■ **DIRECTIONS FOR THIS TASK**:
With the images removed, return every line below exactly as it reads.

[Dataset entries]
+ + +

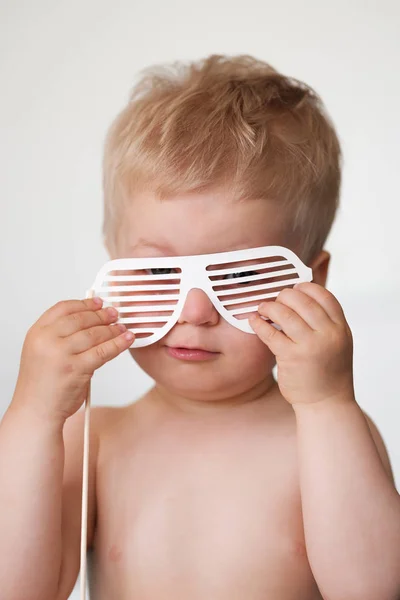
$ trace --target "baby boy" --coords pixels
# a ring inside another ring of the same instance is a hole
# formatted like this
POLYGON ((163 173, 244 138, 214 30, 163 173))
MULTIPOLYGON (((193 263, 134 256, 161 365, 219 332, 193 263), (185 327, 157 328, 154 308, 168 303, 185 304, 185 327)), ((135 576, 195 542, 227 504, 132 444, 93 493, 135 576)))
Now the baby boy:
POLYGON ((3 600, 73 589, 79 409, 128 349, 154 386, 92 410, 92 600, 398 600, 400 498, 325 288, 339 189, 339 142, 308 86, 249 56, 146 72, 106 140, 110 258, 281 246, 312 281, 277 280, 252 334, 195 286, 144 347, 98 298, 40 317, 0 426, 3 600))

+ + +

■ **WRITTEN RESPONSE**:
$ trace --target "baby boy" --coords pixels
# a ring inside another ring of the same instance is a hole
# formatted like this
POLYGON ((163 173, 244 138, 214 30, 163 173))
MULTIPOLYGON (((193 263, 134 256, 161 365, 219 332, 193 263), (185 327, 157 328, 154 308, 168 303, 185 304, 185 327)), ((135 576, 195 542, 227 504, 132 444, 93 493, 135 576)))
Now the baby boy:
POLYGON ((3 600, 73 589, 79 409, 128 349, 154 386, 92 410, 92 600, 398 600, 400 498, 325 288, 339 189, 339 142, 308 86, 249 56, 146 72, 106 140, 110 258, 281 246, 312 281, 277 280, 252 334, 195 286, 144 347, 98 298, 40 317, 0 426, 3 600))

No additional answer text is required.